EXERCISE TASKS:
[1] Can you reproduce the passage of the horse show story starting with "When I heard" and going on through "trusted my instructor."?
[2] Answer these about the horse show story:
(a) What was the name of the horse ridden at the first horse show?
(b) What place came from the first equitation class?
(c) What were horses called that showed better than they trained?

* Begin EXTRACT PROVIDED *

A good portion of my childhood was spent at the stables. I grew up riding horses and I was horse mad. I was one of *those* girls. The ones who lived, breathed, ate all things equestrian. I didn’t own my own horse, so until I leased a horse, I rode the school horses. A few horses were the favorites of all the riders, so we had to race to find our instructor to be the first to call dibs on our favorite. A few times a year, we were taken to local horse shows. For the horse shows, we didn’t get choose who we rode; the instructor picked based up our skill level, the event we were showing in, and the horse’s personality.
At my first horse show, I rode a horse named Jeanne. Jeanne was an old mare who was what riders described as dead broke. She was the calmest, most unflappable, and laziest horse that the stable owned and as a result, she was usually the horse that was used for the first lesson. You could have lit a bomb underneath her and she would have not reacted. She was great for scared nervous beginner riders, but less great when your instructor is yelling at you to canter and no amounts of kicks or slaps of the crop could get her to move faster than a lazy shuffle.
When I heard that was I was riding Jeanne, my face fell in disappointment. I wanted to do well in the horse show and I couldn’t see how this was possible when Jeanne barely trotted. My instructor noticed my disappointment and reassured me, “Jeanne is different at horse shows. She loves them and she’ll be lively. Don’t worry.” I didn’t see how this was possible, but I trusted my instructor.
Sure enough, on show day, Jeanne was a transformed animal. She trotted and cantered on command. We came away with 6th place at my first equitation class (I was judged on how well I got my horse to walk, trot, and canter). I couldn’t believe how the laziest nag of the stable was a dream to ride in a horse show.
I learned that some horses were trainers and some were showers. Trainers were horses who were better during training (lessons) than at showing. Showers were horses who showed better than trained. Jeanne was a shower.

* End EXTRACT PROVIDED *
* Begin RAW DATA *

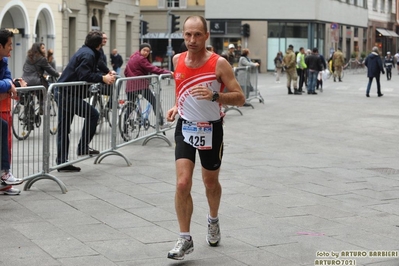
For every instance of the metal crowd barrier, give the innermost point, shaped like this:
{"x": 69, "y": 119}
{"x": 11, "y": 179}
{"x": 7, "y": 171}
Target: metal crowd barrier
{"x": 47, "y": 142}
{"x": 135, "y": 116}
{"x": 32, "y": 134}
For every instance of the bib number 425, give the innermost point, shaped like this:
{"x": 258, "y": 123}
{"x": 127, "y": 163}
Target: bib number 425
{"x": 197, "y": 141}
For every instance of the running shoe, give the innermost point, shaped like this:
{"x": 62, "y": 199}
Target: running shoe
{"x": 182, "y": 247}
{"x": 213, "y": 236}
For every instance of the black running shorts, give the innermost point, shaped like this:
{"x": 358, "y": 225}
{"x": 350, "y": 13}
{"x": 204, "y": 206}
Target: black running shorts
{"x": 210, "y": 159}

* End RAW DATA *

FINAL ANSWERS:
[1]
When I heard that was I was riding Jeanne, my face fell in disappointment. I wanted to do well in the horse show and I couldn’t see how this was possible when Jeanne barely trotted. My instructor noticed my disappointment and reassured me, “Jeanne is different at horse shows. She loves them and she’ll be lively. Don’t worry.” I didn’t see how this was possible, but I trusted my instructor.

[2]
(a) Jeanne
(b) 6th place
(c) Showers